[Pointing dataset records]

★ ★ ★ ★ ★

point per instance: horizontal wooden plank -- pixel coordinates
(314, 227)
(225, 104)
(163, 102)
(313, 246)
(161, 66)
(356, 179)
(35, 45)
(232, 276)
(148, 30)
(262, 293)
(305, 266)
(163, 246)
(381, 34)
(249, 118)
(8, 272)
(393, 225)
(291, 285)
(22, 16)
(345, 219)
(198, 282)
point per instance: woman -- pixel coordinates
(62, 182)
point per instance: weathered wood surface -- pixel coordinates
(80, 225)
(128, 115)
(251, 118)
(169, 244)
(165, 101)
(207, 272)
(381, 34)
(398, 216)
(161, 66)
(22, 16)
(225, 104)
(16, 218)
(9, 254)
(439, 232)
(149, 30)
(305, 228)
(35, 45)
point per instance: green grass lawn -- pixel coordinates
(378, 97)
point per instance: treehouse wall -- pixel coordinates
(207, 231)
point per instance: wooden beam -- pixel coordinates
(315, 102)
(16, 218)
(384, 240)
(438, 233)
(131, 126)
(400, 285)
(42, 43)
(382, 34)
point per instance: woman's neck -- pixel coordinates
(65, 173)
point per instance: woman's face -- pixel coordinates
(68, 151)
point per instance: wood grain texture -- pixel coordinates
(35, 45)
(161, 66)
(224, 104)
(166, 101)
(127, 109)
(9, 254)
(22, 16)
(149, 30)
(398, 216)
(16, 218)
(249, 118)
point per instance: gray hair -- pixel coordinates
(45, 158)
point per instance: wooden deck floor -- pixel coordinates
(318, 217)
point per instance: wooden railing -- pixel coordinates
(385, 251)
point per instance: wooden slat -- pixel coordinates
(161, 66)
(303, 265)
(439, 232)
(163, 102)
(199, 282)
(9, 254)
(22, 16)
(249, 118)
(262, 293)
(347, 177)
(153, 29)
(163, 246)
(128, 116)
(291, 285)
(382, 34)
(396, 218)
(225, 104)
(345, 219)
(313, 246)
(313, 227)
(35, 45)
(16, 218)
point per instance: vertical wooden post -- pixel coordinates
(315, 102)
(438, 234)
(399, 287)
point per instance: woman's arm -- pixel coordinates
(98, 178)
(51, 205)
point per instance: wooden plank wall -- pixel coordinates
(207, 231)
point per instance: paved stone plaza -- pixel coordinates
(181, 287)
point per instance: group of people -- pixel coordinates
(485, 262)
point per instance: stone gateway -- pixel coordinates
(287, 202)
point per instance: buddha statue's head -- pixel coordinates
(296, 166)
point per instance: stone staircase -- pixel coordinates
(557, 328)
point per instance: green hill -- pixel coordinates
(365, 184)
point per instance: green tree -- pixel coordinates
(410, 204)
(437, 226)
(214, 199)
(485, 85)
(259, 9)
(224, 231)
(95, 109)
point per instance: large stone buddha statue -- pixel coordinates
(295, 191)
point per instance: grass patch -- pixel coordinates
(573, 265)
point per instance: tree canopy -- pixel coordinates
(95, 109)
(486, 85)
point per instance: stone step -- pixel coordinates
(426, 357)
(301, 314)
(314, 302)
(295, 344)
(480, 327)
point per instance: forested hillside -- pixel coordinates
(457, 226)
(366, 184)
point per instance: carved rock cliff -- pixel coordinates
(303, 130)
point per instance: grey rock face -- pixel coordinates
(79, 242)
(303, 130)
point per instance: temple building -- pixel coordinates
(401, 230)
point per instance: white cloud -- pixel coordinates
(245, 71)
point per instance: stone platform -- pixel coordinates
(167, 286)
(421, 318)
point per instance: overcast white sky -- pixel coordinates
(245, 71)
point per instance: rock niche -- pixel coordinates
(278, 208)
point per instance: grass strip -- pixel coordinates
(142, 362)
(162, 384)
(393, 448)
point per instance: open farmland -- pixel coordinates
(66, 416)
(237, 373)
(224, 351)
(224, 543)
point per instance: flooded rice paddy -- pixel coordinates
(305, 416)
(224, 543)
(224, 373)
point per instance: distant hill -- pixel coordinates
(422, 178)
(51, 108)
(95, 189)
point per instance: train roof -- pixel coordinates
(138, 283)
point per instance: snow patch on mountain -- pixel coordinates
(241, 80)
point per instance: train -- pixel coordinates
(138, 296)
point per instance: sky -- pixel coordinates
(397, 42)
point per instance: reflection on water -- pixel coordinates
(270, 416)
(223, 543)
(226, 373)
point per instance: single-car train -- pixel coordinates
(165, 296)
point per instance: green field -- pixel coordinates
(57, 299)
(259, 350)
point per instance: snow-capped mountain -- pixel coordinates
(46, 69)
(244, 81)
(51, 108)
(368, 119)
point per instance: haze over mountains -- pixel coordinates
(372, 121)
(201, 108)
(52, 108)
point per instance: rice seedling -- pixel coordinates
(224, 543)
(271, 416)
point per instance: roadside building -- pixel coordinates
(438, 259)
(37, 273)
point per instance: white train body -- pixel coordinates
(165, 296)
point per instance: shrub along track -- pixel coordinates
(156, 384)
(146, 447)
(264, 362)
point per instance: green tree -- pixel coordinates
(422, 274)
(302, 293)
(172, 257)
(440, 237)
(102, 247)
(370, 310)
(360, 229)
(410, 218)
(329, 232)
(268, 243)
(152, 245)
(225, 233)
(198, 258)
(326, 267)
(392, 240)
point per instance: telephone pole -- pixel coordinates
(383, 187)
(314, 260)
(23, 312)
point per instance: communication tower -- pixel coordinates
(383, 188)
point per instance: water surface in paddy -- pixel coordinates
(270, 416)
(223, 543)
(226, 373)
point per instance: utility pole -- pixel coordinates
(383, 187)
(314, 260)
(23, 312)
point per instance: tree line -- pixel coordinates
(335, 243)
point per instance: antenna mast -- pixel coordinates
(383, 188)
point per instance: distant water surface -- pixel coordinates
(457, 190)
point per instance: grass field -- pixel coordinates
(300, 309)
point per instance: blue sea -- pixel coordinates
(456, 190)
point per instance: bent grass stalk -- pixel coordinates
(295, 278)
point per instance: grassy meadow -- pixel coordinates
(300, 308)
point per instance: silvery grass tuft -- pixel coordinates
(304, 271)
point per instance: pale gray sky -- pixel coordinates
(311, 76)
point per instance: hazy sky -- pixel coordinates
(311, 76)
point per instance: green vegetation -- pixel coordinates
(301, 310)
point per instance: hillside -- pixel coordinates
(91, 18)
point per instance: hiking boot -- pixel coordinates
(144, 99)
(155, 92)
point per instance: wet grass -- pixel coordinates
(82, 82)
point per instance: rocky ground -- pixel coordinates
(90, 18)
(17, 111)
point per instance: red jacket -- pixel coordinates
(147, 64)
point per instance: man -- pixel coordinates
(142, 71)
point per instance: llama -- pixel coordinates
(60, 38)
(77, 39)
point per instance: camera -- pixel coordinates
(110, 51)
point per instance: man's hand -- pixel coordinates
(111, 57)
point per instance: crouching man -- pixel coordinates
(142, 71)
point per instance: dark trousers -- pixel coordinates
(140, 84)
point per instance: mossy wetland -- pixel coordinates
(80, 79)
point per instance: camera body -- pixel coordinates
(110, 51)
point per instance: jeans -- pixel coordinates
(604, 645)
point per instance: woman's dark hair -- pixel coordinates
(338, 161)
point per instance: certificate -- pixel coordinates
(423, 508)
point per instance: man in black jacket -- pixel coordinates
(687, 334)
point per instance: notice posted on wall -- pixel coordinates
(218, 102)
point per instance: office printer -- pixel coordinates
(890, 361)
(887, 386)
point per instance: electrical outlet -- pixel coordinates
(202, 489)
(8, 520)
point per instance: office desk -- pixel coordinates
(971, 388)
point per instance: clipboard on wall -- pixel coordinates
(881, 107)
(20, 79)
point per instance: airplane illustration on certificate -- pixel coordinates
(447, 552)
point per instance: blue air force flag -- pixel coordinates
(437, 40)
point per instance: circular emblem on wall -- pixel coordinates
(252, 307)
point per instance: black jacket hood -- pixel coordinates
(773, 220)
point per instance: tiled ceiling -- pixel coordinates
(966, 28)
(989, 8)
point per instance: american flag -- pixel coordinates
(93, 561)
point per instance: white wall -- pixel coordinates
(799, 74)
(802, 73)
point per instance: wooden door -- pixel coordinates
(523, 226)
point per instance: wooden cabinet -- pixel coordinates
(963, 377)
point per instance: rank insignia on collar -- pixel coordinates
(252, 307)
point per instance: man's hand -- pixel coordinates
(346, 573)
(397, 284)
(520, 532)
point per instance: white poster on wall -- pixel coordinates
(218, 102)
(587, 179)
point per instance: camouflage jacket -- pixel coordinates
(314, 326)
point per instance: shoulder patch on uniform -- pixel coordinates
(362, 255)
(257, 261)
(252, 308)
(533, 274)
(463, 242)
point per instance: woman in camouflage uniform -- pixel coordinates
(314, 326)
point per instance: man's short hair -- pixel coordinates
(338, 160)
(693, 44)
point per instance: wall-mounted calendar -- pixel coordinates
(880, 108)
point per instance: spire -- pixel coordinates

★ ★ ★ ★ ★

** Exercise details **
Arrange the records above as a numbered list with no blank lines, starting at the line that contains "point per instance: rank" and ending at the last line of the records.

** Result of this task **
1. point per instance: rank insignia on collar -- pixel coordinates
2. (252, 307)
3. point per instance: man's hand -- pixel coordinates
4. (346, 573)
5. (397, 284)
6. (520, 532)
7. point per instance: white poster on wall -- pixel coordinates
8. (218, 102)
9. (587, 179)
10. point per instance: camouflage jacket -- pixel coordinates
11. (314, 326)
12. point per instance: shoulder patch on uniform -- pixel coordinates
13. (362, 255)
14. (257, 261)
15. (252, 308)
16. (533, 274)
17. (463, 242)
18. point per instance: woman in camouflage uniform -- pixel coordinates
19. (314, 326)
20. point per instance: man's short hair -- pixel coordinates
21. (338, 160)
22. (693, 44)
23. point per instance: wall-mounted calendar -- pixel coordinates
24. (880, 108)
25. point per instance: spire -- pixel coordinates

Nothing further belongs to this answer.